Retranscrivez intégralement le texte sur la tuile einstein, sans en modifier un seul mot.

TEXTE À LIRE ->
+++

Au début, ils ont été étonnés par la simplicité de la tuile einstein potentielle car le "chapeau" a une forme assez simple à 13 côtés. Si vous aviez demandé à Goodman-Strauss à quoi ressemblerait une tuile einstein insaisissable auparavant, "j'aurais dessiné une chose folle, sinueuse et méchante", a-t-il déclaré à Science News. Et en examinant de plus près la forme, les mathématiciens ont réalisé qu'ils pouvaient jouer avec les longueurs des côtés tout en créant une mosaïque homogène et apériodique. Cette seule forme avait ouvert la porte à un nombre infini de tuiles d'einstein.

Les mathématiciens avaient besoin de preuves tangibles pour étayer leurs affirmations. Tout d'abord, ils ont utilisé des méthodes sur lesquelles les experts s'appuient depuis des décennies pour montrer que certains types de carreaux peuvent créer des mosaïques apériodiques. Mais Myers est également allé au-delà de ces anciennes méthodes pour créer une toute nouvelle façon de le prouver, qui peut également être utile pour d'autres pavages.

+++

ENTRÉES DE DONNÉES ->
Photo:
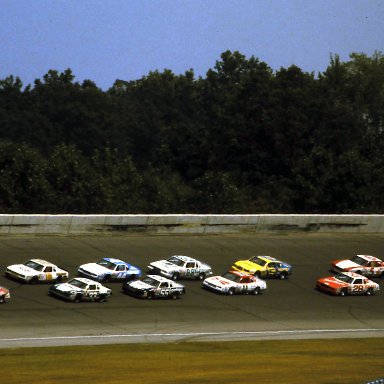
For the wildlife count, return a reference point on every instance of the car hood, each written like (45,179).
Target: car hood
(23,269)
(165,265)
(347,264)
(333,282)
(138,284)
(219,281)
(95,268)
(65,287)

+++

EN RÉPONSE ->
Au début, ils ont été étonnés par la simplicité de la tuile einstein potentielle car le "chapeau" a une forme assez simple à 13 côtés. Si vous aviez demandé à Goodman-Strauss à quoi ressemblerait une tuile einstein insaisissable auparavant, "j'aurais dessiné une chose folle, sinueuse et méchante", a-t-il déclaré à Science News. Et en examinant de plus près la forme, les mathématiciens ont réalisé qu'ils pouvaient jouer avec les longueurs des côtés tout en créant une mosaïque homogène et apériodique. Cette seule forme avait ouvert la porte à un nombre infini de tuiles d'einstein.

Les mathématiciens avaient besoin de preuves tangibles pour étayer leurs affirmations. Tout d'abord, ils ont utilisé des méthodes sur lesquelles les experts s'appuient depuis des décennies pour montrer que certains types de carreaux peuvent créer des mosaïques apériodiques. Mais Myers est également allé au-delà de ces anciennes méthodes pour créer une toute nouvelle façon de le prouver, qui peut également être utile pour d'autres pavages.